- Exercise directions -
Revise the records below so that "drop one pin" becomes "place one marker" wherever it occurs, with every other line left unchanged.

Stored records:
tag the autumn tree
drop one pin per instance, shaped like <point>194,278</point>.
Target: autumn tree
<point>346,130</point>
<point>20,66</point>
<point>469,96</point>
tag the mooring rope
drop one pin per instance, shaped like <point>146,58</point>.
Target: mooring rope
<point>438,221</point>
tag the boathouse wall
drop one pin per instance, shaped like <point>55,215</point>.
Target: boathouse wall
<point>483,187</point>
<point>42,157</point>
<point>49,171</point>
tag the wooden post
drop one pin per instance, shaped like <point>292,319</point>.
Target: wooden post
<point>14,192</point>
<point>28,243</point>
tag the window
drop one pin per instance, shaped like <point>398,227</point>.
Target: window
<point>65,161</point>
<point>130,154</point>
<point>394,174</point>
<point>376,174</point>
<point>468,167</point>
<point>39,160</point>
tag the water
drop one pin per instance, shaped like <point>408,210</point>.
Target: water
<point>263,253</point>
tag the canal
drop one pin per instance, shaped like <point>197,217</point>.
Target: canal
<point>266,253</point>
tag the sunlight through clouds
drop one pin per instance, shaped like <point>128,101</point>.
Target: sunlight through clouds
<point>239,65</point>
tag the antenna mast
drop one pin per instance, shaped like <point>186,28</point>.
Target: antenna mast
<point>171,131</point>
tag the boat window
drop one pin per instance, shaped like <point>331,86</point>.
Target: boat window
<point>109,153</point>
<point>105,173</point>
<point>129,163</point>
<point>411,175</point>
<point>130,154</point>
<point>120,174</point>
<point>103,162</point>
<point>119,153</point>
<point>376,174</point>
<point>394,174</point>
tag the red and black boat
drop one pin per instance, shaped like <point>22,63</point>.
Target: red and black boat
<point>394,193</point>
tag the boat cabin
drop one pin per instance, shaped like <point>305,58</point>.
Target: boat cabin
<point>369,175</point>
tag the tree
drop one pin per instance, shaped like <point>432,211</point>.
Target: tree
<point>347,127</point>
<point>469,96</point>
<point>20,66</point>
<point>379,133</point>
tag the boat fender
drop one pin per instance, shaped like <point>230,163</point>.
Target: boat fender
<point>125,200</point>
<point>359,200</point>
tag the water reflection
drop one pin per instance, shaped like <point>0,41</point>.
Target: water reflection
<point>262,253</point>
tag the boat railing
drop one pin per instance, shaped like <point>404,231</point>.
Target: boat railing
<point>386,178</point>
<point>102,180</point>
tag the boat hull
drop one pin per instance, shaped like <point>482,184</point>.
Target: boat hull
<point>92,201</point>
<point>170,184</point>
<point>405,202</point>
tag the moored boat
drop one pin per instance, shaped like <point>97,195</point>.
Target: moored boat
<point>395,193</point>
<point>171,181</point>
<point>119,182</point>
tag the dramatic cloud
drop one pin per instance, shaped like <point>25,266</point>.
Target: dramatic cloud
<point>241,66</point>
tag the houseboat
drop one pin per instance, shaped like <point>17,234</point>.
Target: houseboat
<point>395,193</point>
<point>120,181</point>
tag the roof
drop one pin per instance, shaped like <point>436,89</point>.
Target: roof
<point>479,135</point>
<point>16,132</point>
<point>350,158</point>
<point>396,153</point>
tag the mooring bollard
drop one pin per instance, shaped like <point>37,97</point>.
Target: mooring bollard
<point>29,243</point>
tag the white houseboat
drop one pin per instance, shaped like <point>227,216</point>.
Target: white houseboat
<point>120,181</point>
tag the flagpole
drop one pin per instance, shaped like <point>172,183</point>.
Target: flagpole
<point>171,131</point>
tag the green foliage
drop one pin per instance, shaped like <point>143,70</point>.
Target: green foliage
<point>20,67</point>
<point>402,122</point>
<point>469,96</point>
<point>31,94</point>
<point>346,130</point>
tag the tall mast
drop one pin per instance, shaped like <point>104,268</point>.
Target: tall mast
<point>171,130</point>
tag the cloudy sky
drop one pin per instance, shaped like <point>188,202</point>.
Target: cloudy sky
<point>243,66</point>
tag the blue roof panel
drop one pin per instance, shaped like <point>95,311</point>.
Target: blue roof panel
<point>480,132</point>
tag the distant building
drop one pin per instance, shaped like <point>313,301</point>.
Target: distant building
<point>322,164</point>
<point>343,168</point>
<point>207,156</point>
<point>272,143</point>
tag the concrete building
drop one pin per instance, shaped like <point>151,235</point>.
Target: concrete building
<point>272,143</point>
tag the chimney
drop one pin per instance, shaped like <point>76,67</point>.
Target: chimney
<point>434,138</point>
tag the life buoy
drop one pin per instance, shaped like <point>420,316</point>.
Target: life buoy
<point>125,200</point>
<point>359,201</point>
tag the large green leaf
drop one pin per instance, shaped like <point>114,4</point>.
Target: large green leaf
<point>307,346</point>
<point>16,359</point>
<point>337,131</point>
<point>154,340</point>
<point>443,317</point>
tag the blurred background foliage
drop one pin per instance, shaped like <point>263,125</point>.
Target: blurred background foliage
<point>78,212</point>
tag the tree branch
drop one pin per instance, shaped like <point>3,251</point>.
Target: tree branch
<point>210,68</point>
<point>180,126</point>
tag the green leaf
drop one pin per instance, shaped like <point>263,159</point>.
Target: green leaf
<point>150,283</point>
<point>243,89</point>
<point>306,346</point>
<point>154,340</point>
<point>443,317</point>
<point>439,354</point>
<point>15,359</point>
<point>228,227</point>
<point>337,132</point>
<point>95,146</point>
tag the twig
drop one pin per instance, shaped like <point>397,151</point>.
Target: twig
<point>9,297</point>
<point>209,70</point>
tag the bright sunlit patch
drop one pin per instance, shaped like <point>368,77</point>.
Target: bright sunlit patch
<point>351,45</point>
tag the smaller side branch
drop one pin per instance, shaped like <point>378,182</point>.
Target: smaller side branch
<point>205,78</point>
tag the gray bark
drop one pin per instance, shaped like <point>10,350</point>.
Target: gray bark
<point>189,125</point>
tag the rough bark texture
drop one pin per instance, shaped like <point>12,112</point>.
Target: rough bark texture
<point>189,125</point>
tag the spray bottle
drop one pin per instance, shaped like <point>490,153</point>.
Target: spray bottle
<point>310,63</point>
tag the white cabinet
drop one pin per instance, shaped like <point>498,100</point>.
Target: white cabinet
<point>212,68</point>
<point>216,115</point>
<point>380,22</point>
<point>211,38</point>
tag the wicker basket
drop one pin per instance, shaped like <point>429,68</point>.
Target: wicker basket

- Task output -
tag the autumn tree
place one marker per instance, shaped like <point>194,278</point>.
Target: autumn tree
<point>346,130</point>
<point>20,66</point>
<point>469,96</point>
tag the mooring rope
place one marker per instance, shaped like <point>146,58</point>.
Target: mooring rope
<point>438,221</point>
tag the boathouse wall
place one marker per instance, shaped like <point>55,215</point>.
Target: boathouse wall
<point>483,187</point>
<point>42,157</point>
<point>49,171</point>
tag the wooden post
place one marker per instance, shaped like <point>292,319</point>.
Target: wooden post
<point>14,192</point>
<point>28,243</point>
tag the window
place one marker per instance, shaped like <point>398,227</point>.
Target: window
<point>65,161</point>
<point>130,154</point>
<point>394,174</point>
<point>376,174</point>
<point>468,167</point>
<point>39,160</point>
tag the water
place one marker per instance, shaped like <point>408,210</point>.
Target: water
<point>263,253</point>
tag the canal
place one marker per instance, shaped like <point>197,217</point>.
Target: canal
<point>266,253</point>
tag the sunlight through clouds
place one marker per instance, shaped like <point>128,101</point>.
Target: sunlight through clouds
<point>239,65</point>
tag the antenna mast
place one marker per instance, shaped like <point>186,28</point>.
Target: antenna mast
<point>171,131</point>
tag the boat window
place one marker per instance, shaped like <point>331,86</point>.
Target: boat window
<point>109,153</point>
<point>105,173</point>
<point>129,163</point>
<point>411,175</point>
<point>130,154</point>
<point>120,174</point>
<point>103,162</point>
<point>119,153</point>
<point>376,174</point>
<point>394,174</point>
tag the red and black boat
place one marker per instance, shaped like <point>22,63</point>.
Target: red and black boat
<point>394,193</point>
tag the boat cabin
place one marker per instance, shaped like <point>305,58</point>.
Target: boat cabin
<point>369,175</point>
tag the tree
place one marker per instance, shaped like <point>432,211</point>.
Target: tree
<point>347,127</point>
<point>469,96</point>
<point>20,66</point>
<point>379,133</point>
tag the boat fender
place one marker per instance, shaped like <point>230,163</point>.
Target: boat fender
<point>125,200</point>
<point>359,200</point>
tag the water reflection
place one marker per instance, shaped like <point>0,41</point>.
Target: water reflection
<point>262,253</point>
tag the boat railing
place one marker per instance, shaped like <point>404,231</point>.
Target: boat railing
<point>386,178</point>
<point>102,180</point>
tag the boat hull
place one marker per instance, shaped like <point>482,184</point>.
Target: boat hull
<point>92,201</point>
<point>170,184</point>
<point>405,202</point>
tag the moored boat
place one marker per instance, shaped like <point>97,195</point>.
Target: moored boat
<point>395,193</point>
<point>171,181</point>
<point>119,182</point>
tag the dramatic cloud
place one marker per instance, shaped like <point>25,266</point>.
Target: dramatic cloud
<point>241,66</point>
tag the houseboat
place one marker per instance, shaped like <point>17,234</point>.
Target: houseboat
<point>395,193</point>
<point>120,181</point>
tag the roof
place one marker per instance, shaped like <point>436,89</point>.
Target: roof
<point>479,135</point>
<point>16,132</point>
<point>350,158</point>
<point>396,153</point>
tag the mooring bollard
place one marker per instance, shaped like <point>37,97</point>.
Target: mooring bollard
<point>29,243</point>
tag the white houseboat
place one marker per instance, shaped like <point>227,216</point>.
Target: white houseboat
<point>120,181</point>
tag the flagpole
place one marker per instance, shaped like <point>172,183</point>.
Target: flagpole
<point>171,131</point>
tag the green foliage
place one marker per instance, shaped like <point>143,70</point>.
Target: green foliage
<point>20,67</point>
<point>402,122</point>
<point>469,96</point>
<point>31,94</point>
<point>346,130</point>
tag the tall mast
place one marker per instance, shaped like <point>104,268</point>.
Target: tall mast
<point>171,130</point>
tag the cloudy sky
place one marker per instance, shaped like <point>188,202</point>.
Target: cloudy sky
<point>243,66</point>
tag the blue roof panel
place one marker per instance, shaped like <point>95,311</point>.
Target: blue roof panel
<point>480,132</point>
tag the distant building
place one marker per instance, shaped like <point>313,301</point>.
Target: distant building
<point>322,164</point>
<point>343,168</point>
<point>207,156</point>
<point>272,143</point>
tag the concrete building
place one marker per instance, shaped like <point>151,235</point>.
Target: concrete building
<point>272,143</point>
tag the chimney
place one marker per instance, shaped like <point>76,67</point>.
Target: chimney
<point>434,138</point>
tag the life buoy
place one marker per instance, shaped like <point>420,316</point>.
Target: life buoy
<point>125,200</point>
<point>359,201</point>
tag the large green leaf
place one marker per instance, shaped like <point>114,4</point>.
Target: large green leaf
<point>307,346</point>
<point>16,359</point>
<point>337,131</point>
<point>154,340</point>
<point>443,317</point>
tag the blurred background foliage
place one marker per instance, shaped like <point>263,125</point>.
Target: blurred background foliage
<point>78,212</point>
tag the tree branch
place one marker per instance, shaped like <point>3,251</point>.
Target: tree branch
<point>210,68</point>
<point>180,126</point>
tag the green leaf
place one marker per instance, shaped like <point>263,159</point>.
Target: green leaf
<point>150,283</point>
<point>243,89</point>
<point>306,346</point>
<point>154,340</point>
<point>443,317</point>
<point>439,354</point>
<point>15,359</point>
<point>228,227</point>
<point>337,132</point>
<point>95,146</point>
tag the twig
place one marker per instance, shaped like <point>397,151</point>.
Target: twig
<point>9,297</point>
<point>209,70</point>
tag the bright sunlit patch
place one marker per instance, shaped like <point>368,77</point>.
Target: bright sunlit patch
<point>351,45</point>
tag the smaller side branch
place one marker per instance, shaped like <point>378,182</point>.
Target: smaller side branch
<point>205,78</point>
tag the gray bark
place one marker per instance, shaped like <point>10,350</point>.
Target: gray bark
<point>189,125</point>
tag the rough bark texture
place one marker per instance, shaped like <point>12,112</point>.
Target: rough bark texture
<point>189,125</point>
tag the spray bottle
place one marker per instance, shaped like <point>490,153</point>.
Target: spray bottle
<point>310,63</point>
tag the white cabinet
place one marker per instance, shaped like <point>498,100</point>.
Target: white cabinet
<point>212,68</point>
<point>216,115</point>
<point>380,22</point>
<point>211,38</point>
tag the wicker basket
place one marker per instance, shaped like <point>429,68</point>.
Target: wicker basket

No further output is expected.